Cosa occorre:
Ricopia parola per parola, dal testo fornito qui sotto, il tratto che va da "Oggi vi parlo" fino a "di Grey’s Anatomy).".

Testo fornito:
------------------------------------------------------------

Ho iniziato questo post come un flusso di pensieri e impressioni (come al solito) e solo alla fine mi sono accorta di un filo comune.
Oggi vi parlo degli uffici dove lavora Carley (da non crederci), dell’Università che ha dato vita alla Silicon Valley e dell’ospedale dove è stato ricoverato un mio collega (che sembra quello di Grey’s Anatomy).
Tutti argomenti che mi intrigano tantissimo e che di solito quando sono in viaggio non vedo.
La vera vita di un paese, quella di tutti i giorni: il lavoro, lo studio, la salute.
(Nel frattempo l’autunno sta arrivando anche qui, fa sempre tanto caldo, ma gli alberi hanno deciso che è ora di cambiare colore.)
Fate leggere questo capitolo al vostro capo
L’altro giorno una mia amica – Carley, ne ho già parlato qui qualche volta – ha invitato alcuni di noi a cena.
Al suo ufficio.
All’inizio credevo di non aver capito bene: “Cioè, mangiamo nel tuo ufficio? Sulla scrivania? WTF?!“
“Ma no, sciocchina, è che la società per cui lavoro ha questo benefit per i suoi dipendenti: cibo sempre gratis e puoi invitare a pranzo o cena chi vuoi!”
AH, OK.
Così alle sei di un lunedì (alle sei perché qui mangiano con le galline) mi sono presentata alla sede di Gusto insieme ad altri 4 nostri amici.
Questa società – per farla super semplice, quasi troppo – ti permette di gestire online i benefit e i pagamenti dei tuoi dipendenti. Tra gli investitori hanno Google, KPCB, YCombinator e poi Jared Leto, Ashton Kutcher e altri imprenditori come i fondatori di PayPal, Dropbox, Instagram, Eventbrite, Twitter, Yelp, WordPress.
Insomma, via, un bel posto in cui lavorare.
La sede è a San Francisco, nella zona di SOMA, a pochi isolati dal Ballpark dove giocano i Giants.
Siamo saliti fino al piano degli uffici e ci ha accolto una ragazza super sorridente con due occhi giganti.
“Toglietevi pure le scarpe, se volete abbiamo delle ciabatte morbidose, dei calzettoni antiscivolo brandizzati, oppure potete camminare con i vostri calzini!”

------------------------------------------------------------

Dati forniti:

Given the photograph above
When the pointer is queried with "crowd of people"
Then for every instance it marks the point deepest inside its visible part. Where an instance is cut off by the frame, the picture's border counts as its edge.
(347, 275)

------------------------------------------------------------

Soluzione dell'esercizio:
Oggi vi parlo degli uffici dove lavora Carley (da non crederci), dell’Università che ha dato vita alla Silicon Valley e dell’ospedale dove è stato ricoverato un mio collega (che sembra quello di Grey’s Anatomy).